### Stated exercise
Rewrite every line of the data below as a numbered list, and leave out any blank lines.

### Listed records
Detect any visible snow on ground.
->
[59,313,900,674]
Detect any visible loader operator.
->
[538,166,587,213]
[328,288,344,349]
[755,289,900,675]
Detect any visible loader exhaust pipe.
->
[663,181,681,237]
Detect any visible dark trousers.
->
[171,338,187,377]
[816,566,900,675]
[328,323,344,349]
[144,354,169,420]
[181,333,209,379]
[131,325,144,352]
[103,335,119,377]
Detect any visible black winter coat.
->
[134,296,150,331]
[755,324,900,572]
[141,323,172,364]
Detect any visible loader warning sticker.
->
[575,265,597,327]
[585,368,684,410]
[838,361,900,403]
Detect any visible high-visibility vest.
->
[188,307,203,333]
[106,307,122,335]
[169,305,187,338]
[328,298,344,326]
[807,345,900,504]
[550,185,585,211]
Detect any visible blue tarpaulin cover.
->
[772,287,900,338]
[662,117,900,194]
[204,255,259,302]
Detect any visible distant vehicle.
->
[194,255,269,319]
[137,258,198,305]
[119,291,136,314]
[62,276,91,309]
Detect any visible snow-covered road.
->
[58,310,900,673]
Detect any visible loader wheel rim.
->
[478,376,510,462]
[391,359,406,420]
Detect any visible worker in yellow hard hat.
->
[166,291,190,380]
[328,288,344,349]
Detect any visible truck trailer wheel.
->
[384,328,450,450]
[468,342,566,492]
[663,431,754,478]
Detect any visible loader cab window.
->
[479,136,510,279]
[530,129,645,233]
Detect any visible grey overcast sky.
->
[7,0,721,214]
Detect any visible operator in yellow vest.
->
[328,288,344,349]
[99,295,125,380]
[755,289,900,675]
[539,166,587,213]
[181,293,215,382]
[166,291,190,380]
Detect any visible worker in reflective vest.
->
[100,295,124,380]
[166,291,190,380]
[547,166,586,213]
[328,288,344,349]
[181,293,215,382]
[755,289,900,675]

### Result below
1. Detect any visible snow on ground.
2. ->
3. [59,313,900,674]
4. Detect any visible loader operator.
5. ->
6. [538,166,587,213]
7. [328,288,344,349]
8. [755,289,900,675]
9. Detect any visible loader exhaust pipe.
10. ->
11. [663,181,681,237]
12. Detect any visible dark trousers.
13. ->
14. [171,338,187,377]
15. [816,566,900,675]
16. [328,323,344,349]
17. [144,354,169,420]
18. [181,333,209,379]
19. [131,325,144,352]
20. [103,335,119,377]
21. Detect any visible black winter coat.
22. ->
23. [134,296,150,331]
24. [755,324,900,572]
25. [141,323,172,364]
26. Detect any visible loader warning sticker.
27. ->
28. [575,265,597,327]
29. [585,368,684,410]
30. [838,361,900,403]
31. Detect any visible high-visibility vest.
32. ->
33. [188,307,203,333]
34. [106,307,122,335]
35. [169,305,187,338]
36. [328,298,344,326]
37. [807,345,900,504]
38. [550,185,585,211]
39. Detect any visible blue tarpaulin cover.
40. ->
41. [772,287,900,338]
42. [662,117,900,194]
43. [204,255,259,302]
44. Detect any visible distant vehicle.
45. ->
46. [194,255,269,319]
47. [137,258,198,305]
48. [119,291,136,314]
49. [62,276,91,309]
50. Detect any visible snow-covered road.
51. ->
52. [58,310,900,673]
53. Detect any visible loader wheel rim.
54. ->
55. [478,376,510,462]
56. [391,359,406,420]
57. Detect any visible worker in yellow hard hat.
58. ->
59. [166,291,190,380]
60. [328,288,344,349]
61. Detect any visible truck trailer wheel.
62. ->
63. [384,328,450,450]
64. [468,342,566,492]
65. [663,431,754,478]
66. Detect any visible loader cab window.
67. ->
68. [479,136,510,279]
69. [530,129,645,233]
70. Detect any visible grey overcast sky.
71. ->
72. [7,0,721,214]
73. Detect any visible operator in yellow vest.
74. ->
75. [328,288,344,349]
76. [99,295,125,380]
77. [755,289,900,675]
78. [539,166,587,213]
79. [181,293,215,382]
80. [166,291,190,380]
81. Detect any visible worker in reflective vest.
82. ->
83. [100,295,124,380]
84. [166,291,190,380]
85. [547,166,586,213]
86. [328,288,344,349]
87. [181,293,215,382]
88. [755,289,900,675]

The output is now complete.